**Work instruction A:**
Decide whether each statement agrees with the essay on writing fiction. Answer yes or no for each, and quote the deciding words of the essay. (i) The writer was diagnosed with bipolar disorder partway through writing Going over Home. (ii) Going over Jordan is told by the third sister, Carrie. (iii) The writer has finished the first draft of Wayfaring.
**Work instruction B:**
Reproduce word for word the part of the essay on writing fiction that opens with the words containing "Today, I find" and closes with "good to say.)".

**Text segment:**
When Writing Fiction Scares the Hell out of You

“I loved it, but…your main character really needs a therapist.”

These were the words of one of the first beta readers of my first draft of my first novel. These words were some of the first feedback I ever received on any work of writing I intended to publish, and it scared the hell out of me.

Why? I mean, she’d loved it! Those had been her first words. But she’d said Maddie needed a therapist. Maddie, my main character, who told the story in first person. Maddie, who was essentially — me.

I couldn’t believe I’d been so blind as to have so much of myself come out in Maddie, I ruminated later. The time during which I was writing Going over Home was a tumultuous one for me. It had taken me about three years from conception of the idea to publication of the final novel, and midway through writing it, I was diagnosed with bipolar disorder. And looking back, I realized how much of that time was spent in severe depression, with the exception of the dramatic manic episode in the midst of it all. It made complete sense that my main character would exhibit much of same mindsets as I did during that time — it truly was all I could write, as it was all I could think.

Inside My Writer’s Life

I’ve heard it said that writing for others to read is essentially like standing on the street corner naked and asking for people to look you up and down. You bare your entire soul for the world.

Today, I find myself closing in on completion of the first draft of my third novel, Wayfaring. Each book in my seven book series follows a different woman in the same family. Going over Home was told by the eldest sister Maddie, Going over Jordan by her sister Ellie, and now Wayfaring by the third sister, Carrie.

By the time I started writing Wayfaring, I had decided to embrace this whole “my character needs a therapist” thing. Today, it’s been five years since I published my first book, and seven years into my life with bipolar disorder and anxiety. I have been through several years of individual therapy, and I recently graduated from intensive outpatient therapy. (Damn, that feels good to say.)

It’s taken me nearly three years to write Wayfaring, and I’m not even done yet. I’ve put it off for months at a time, I’ve opened up the Word document and stared at it only to close it down several minutes later, I’ve stalled in my ideas for the story, and I’ve also missed several deadlines with my editor (thank goodness she is so incredibly understanding and patient). But why has it been so hard?

My character, Carrie? She has bipolar disorder, too. And sometimes the thoughts that run through her head are a frightening mirror image of those that run through mine, and that scares the hell out of me.

Writing a Character Just Like Me

I follow Carrie from a tragic loss at the beginning of the book, through her depressive and manic episodes, before she knows what’s going on in her mind.

She’s lost. She’s confused. She’s terrified.

I recently decided to live a less public life. Sometimes, easy access to social media is no good for someone who is in the throes of a psychiatric episode, especially when they have friends who misunderstand and are unsympathetic. I’ll leave it at that. I have withdrawn from much of social media among other things to live a more private, contemplative life.

But now I have to finish this book. And publishing a book that displays much of my own mind’s journey through the story of my main character flies in the face of my decision.

My Story and My Character’s Story

Of course, Carrie’s story is very different from my own in many ways. I am not her. But I can write her so well because I have experienced much of what her mind is like. And yes, she does eventually go to see a therapist. She does the hard work. She heals. Yes, spoiler alert, she heals.

**Data for analysis:**
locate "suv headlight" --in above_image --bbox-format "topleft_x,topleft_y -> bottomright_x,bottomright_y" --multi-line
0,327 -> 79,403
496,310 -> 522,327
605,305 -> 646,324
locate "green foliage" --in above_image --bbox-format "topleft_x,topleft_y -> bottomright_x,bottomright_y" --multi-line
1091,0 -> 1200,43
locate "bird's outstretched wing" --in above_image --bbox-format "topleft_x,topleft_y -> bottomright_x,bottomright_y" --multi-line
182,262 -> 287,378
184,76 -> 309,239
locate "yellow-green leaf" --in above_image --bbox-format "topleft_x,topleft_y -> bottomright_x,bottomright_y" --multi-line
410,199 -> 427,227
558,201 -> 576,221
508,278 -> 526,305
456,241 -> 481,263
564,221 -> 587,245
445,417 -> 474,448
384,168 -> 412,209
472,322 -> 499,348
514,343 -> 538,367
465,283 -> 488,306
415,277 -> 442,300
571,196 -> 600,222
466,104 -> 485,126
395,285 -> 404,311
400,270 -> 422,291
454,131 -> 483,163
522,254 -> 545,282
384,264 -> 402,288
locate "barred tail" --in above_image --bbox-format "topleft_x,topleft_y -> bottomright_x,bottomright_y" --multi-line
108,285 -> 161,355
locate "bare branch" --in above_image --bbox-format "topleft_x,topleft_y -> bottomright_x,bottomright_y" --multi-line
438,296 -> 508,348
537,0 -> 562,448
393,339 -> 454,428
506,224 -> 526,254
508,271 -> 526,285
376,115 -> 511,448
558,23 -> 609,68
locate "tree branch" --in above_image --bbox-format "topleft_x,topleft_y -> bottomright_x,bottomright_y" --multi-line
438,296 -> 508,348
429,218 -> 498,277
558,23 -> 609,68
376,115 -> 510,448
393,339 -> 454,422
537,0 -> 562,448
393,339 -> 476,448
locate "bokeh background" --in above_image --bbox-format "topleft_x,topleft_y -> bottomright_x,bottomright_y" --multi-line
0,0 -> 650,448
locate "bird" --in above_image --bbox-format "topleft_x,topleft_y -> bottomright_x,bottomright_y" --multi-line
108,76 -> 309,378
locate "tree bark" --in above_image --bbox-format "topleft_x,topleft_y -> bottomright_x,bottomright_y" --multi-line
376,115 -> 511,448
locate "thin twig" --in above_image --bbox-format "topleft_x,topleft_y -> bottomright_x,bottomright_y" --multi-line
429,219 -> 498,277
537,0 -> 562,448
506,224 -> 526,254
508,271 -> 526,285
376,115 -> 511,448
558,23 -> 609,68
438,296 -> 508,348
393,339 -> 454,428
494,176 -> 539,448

**Task response A:**
(i) Yes: "midway through writing it, I was diagnosed with bipolar disorder."
(ii) No: "Going over Jordan by her sister Ellie, and now Wayfaring by the third sister, Carrie."
(iii) No: "I find myself closing in on completion of the first draft of my third novel, Wayfaring."

**Task response B:**
Today, I find myself closing in on completion of the first draft of my third novel, Wayfaring. Each book in my seven book series follows a different woman in the same family. Going over Home was told by the eldest sister Maddie, Going over Jordan by her sister Ellie, and now Wayfaring by the third sister, Carrie.

By the time I started writing Wayfaring, I had decided to embrace this whole “my character needs a therapist” thing. Today, it’s been five years since I published my first book, and seven years into my life with bipolar disorder and anxiety. I have been through several years of individual therapy, and I recently graduated from intensive outpatient therapy. (Damn, that feels good to say.)